Rewrite the lines from the one containing "Give every instance" to the one containing "Where the rings", replacing "outline" with "contour" and keeping everything else unchanged.

━━━━━ INFORMATION SHOWN ━━━━━

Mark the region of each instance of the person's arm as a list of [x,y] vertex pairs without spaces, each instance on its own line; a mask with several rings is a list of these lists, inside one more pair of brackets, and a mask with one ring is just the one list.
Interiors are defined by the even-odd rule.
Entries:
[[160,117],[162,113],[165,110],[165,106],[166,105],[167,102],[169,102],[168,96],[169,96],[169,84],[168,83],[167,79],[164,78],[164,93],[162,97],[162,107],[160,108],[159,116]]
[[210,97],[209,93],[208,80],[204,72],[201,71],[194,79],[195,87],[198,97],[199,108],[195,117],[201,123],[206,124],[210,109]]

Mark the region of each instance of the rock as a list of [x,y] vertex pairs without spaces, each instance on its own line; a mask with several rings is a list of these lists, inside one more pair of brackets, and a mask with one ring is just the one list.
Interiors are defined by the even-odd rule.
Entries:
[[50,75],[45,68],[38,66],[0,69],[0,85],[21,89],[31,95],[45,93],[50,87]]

━━━━━
━━━━━ INFORMATION SHOWN ━━━━━

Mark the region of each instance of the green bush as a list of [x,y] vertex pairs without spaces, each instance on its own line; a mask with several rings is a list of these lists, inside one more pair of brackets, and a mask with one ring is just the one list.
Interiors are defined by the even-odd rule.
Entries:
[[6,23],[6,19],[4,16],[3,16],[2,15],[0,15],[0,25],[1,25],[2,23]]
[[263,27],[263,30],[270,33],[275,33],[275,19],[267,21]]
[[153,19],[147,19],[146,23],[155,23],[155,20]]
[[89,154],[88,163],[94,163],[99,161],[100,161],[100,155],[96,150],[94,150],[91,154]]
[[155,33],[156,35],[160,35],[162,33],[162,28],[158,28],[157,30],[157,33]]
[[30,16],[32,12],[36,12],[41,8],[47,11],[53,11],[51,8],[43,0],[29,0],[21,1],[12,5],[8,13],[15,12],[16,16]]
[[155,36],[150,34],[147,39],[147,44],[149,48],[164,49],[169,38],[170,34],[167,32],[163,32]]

━━━━━
━━━━━ INFORMATION SHOWN ━━━━━

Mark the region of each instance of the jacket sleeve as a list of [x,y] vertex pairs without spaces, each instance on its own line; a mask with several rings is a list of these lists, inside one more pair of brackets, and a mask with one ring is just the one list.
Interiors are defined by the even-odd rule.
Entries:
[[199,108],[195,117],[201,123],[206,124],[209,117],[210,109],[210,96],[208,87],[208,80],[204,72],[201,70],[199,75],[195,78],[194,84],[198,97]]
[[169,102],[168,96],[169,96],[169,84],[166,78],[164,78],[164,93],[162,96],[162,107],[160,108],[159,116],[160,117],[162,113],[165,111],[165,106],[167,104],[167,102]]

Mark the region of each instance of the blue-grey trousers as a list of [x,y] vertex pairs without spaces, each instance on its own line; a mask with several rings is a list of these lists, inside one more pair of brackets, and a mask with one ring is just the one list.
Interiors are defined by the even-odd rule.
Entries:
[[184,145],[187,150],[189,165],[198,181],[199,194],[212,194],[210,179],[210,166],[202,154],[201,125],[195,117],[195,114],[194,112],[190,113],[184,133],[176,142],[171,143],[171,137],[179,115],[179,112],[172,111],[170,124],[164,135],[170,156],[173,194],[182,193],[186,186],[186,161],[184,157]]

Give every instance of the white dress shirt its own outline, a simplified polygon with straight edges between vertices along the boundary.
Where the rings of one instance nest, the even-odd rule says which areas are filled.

━━━━━

» SOLUTION FOR THIS TASK
Give every instance of the white dress shirt its own contour, a simplified polygon with straight edges between vertices along the boundary.
Where the rings of one instance nest, the even-odd rule says which areas are filled.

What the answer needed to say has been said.